▸ **Aim of the task**
In the entries that follow, find the line containing "For every <instance>"; from there, copy every line exactly through the line containing "72L426 69L419 75L438".

Stored data entries
※
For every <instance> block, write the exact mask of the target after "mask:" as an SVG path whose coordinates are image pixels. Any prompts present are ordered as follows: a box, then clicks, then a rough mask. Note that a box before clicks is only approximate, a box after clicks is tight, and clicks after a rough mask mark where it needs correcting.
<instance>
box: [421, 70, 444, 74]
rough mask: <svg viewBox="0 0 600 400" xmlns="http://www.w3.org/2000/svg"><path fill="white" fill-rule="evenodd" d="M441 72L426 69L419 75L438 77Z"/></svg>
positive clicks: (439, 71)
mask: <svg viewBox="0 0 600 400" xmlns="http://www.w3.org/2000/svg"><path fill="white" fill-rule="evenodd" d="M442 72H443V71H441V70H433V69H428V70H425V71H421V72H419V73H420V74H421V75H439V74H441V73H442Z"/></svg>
※
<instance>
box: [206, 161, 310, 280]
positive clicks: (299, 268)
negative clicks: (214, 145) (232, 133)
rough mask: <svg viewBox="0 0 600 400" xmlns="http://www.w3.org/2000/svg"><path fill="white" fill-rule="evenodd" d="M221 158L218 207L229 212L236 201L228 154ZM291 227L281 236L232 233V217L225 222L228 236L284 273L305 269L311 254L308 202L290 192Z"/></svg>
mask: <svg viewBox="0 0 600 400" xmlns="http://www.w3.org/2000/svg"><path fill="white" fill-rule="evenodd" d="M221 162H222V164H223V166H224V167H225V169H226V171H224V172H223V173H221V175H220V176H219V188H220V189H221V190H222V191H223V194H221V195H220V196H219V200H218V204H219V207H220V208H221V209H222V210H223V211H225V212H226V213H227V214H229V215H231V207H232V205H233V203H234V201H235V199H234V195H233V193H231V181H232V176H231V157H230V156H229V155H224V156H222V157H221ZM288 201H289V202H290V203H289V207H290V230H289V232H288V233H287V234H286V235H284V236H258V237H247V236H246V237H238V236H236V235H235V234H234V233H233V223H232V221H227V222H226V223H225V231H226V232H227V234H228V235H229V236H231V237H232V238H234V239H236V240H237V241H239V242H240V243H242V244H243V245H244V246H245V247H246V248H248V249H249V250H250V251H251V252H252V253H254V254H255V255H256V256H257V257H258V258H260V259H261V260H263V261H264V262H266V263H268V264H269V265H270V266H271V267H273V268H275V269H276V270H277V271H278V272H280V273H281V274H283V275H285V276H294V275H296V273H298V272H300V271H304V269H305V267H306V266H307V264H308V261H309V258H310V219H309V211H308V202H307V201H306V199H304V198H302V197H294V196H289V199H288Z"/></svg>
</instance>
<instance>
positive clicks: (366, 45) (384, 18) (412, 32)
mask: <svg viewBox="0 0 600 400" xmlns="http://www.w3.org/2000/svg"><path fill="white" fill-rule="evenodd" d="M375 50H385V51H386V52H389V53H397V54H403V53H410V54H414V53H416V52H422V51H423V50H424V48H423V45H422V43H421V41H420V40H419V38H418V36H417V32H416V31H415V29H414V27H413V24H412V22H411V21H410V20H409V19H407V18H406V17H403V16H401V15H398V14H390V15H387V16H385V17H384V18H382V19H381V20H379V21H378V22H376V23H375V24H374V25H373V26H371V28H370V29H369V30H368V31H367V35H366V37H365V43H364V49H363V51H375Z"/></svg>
※
▸ **Task output**
For every <instance> block, write the exact mask of the target after "mask:" as an SVG path whose coordinates are image pixels. Any prompts present are ordered as follows: a box, then clicks, then a rough mask. Note that a box before clicks is only approximate, a box after clicks is tight, and clicks after a rough mask mark where it needs correcting.
<instance>
box: [421, 70, 444, 74]
rough mask: <svg viewBox="0 0 600 400" xmlns="http://www.w3.org/2000/svg"><path fill="white" fill-rule="evenodd" d="M441 72L426 69L419 75L438 77Z"/></svg>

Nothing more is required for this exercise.